[Segmentation mask data]

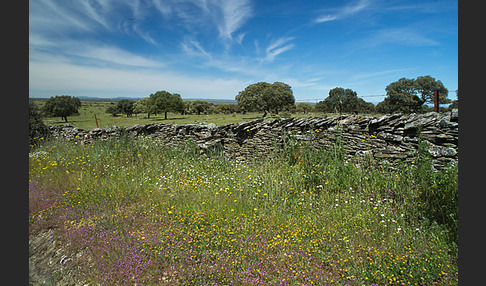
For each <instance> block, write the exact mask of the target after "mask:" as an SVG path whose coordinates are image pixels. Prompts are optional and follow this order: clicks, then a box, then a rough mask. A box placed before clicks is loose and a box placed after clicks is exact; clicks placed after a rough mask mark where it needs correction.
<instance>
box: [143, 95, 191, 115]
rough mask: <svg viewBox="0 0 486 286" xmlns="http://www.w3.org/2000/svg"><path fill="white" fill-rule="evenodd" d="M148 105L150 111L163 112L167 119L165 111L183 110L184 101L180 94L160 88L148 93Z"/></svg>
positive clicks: (179, 110) (165, 111)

EXERCISE OBJECTIVE = Every line from the top of the entries through the line that holds "box: [143, 95, 191, 115]" is to be quoted exactly, please, and nothing else; omit the pictures.

TASK ANSWER =
For each <instance> block, write the exact mask of the target after "mask:" as an SVG path whose coordinates are image pixels. Prompts are optional and follow this order: clicks, then a box, then a rough mask. A box placed before clicks is loose and a box placed after clicks is exact; clicks placed after a rough mask mark where it needs correction.
<instance>
box: [143, 95, 191, 115]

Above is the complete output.